Text passage:

James says the Fed substantially increased the money supply, so don’t blame the Fed. In this context, he is unimpressed by the fact that means of payment in the sense of currency plus the use of bank transfers fell by one third. He is entitled to his definitions but not to unchallenged conclusions from his premise that so long as the supply of currency is increasing the Fed can be absolved of blame.

He does not satisfactorily address my conclusion that insofar as the Fed did not expand MO sufficiently to prevent the total money supply from falling by a third, this alone proves that the Fed failed in its duty as a stabilizing LLR in the Great Depression.

Instead, he writes:
      > People had deposits in their bank accounts. They demanded redemption of some of these deposits into cash. But they didn't increase their demand for money (cash) to hold? And why would people suddenly find that paying with checks was so undesirable that they'd switch their preferred means of payment to cash?

But I never said they didn’t increase their demand for cash. On the contrary, I highlighted this fact, while coupling it with the obvious point that in the aggregate they correspondingly and consequentially suffered a calamitous decline in the total of their money holdings (defined to reflect reality). The Fed, in failing as LLR, allowed reserves to fall, incomes to fall and loss of bank depositors’ confidence.

James clings as fiercely to his admiration for Mill’s definitions as I do to Currie’s definitions, his critique of the ambiguities in some prominent economists’ definitions, hence confused policy guidance.

“Credit” can be interpreted to mean many things. It can, for example, mean the supply of loans, the supply of savings, the supply of some bank deposits, or the supply of all bank deposits, etc. These aggregates can move in opposite directions and give very different signals. Worst of all, for 1929-33 - as an indicator of the health of the economy and the correctness of Fed policy - is a narrow focus on the money base alone. [I acknowledge that elsewhere James does not ignore “velocity” - and nor did Currie.]

Finally, in answer to James’s picking me up on my statement that Currie was not a besotted Keynesian, I was simply alluding to Keynes’s greater admiration for the Keynes of the Tract (1924) than the GT (1936) about which he had various strong criticisms as well as praise.

In the Tract, Keynes wrote: “In truth, the [classical] gold standard is a barbarous relic”, and went on to make the case for enlightened discretion in the management of the nation’s money supply. (I'm not sure if James hankers for a return to the classical GS with gold - or 100% gold backing - as the currency.) In the special conditions of the Great Depression, this included the use of fiscal policy to break a "credit deadlock" (Hawtrey's term) to help restore the money supply and the circulation rather than the hoarding of currency and reserves.

Provided records:
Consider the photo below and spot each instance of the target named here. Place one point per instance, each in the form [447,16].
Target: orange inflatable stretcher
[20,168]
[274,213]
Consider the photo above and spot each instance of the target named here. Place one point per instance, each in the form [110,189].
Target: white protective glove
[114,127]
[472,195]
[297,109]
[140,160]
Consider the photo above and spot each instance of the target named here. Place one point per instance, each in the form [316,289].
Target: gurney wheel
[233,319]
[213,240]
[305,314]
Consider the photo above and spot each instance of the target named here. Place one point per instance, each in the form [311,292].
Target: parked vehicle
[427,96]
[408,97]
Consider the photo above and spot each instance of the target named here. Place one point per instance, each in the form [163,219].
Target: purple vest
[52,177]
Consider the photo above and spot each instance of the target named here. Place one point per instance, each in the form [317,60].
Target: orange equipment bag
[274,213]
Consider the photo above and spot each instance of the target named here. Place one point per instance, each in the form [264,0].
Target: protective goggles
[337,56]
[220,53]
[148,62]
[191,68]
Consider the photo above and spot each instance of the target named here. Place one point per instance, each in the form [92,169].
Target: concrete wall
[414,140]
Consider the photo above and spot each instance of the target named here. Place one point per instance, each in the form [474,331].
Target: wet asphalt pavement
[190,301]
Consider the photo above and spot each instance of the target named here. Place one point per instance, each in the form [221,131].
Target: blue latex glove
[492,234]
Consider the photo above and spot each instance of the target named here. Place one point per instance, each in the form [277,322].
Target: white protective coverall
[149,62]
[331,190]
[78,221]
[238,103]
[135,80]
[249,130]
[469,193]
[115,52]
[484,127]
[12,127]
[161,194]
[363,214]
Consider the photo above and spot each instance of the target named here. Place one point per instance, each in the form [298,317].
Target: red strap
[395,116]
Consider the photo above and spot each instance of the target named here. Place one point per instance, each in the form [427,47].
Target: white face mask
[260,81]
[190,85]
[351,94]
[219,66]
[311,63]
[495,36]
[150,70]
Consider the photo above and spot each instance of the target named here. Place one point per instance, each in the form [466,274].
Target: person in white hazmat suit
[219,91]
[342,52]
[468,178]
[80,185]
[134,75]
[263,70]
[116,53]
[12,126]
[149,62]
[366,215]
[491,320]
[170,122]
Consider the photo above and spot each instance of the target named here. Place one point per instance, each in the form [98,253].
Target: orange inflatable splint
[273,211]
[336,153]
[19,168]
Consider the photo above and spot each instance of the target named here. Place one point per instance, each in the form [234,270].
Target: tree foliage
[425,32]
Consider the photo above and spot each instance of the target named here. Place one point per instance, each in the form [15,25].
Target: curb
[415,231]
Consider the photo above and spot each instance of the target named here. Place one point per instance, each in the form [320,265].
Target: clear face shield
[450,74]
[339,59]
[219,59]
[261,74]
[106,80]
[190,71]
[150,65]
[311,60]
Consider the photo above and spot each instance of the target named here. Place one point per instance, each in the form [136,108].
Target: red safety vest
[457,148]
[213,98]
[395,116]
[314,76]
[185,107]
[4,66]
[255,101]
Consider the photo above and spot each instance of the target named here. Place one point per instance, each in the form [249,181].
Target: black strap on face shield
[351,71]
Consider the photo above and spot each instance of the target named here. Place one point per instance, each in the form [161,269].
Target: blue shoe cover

Written request: In the passage on the Fed during the Great Depression, what did Keynes call the classical gold standard in the Tract?

The result: A barbarous relic.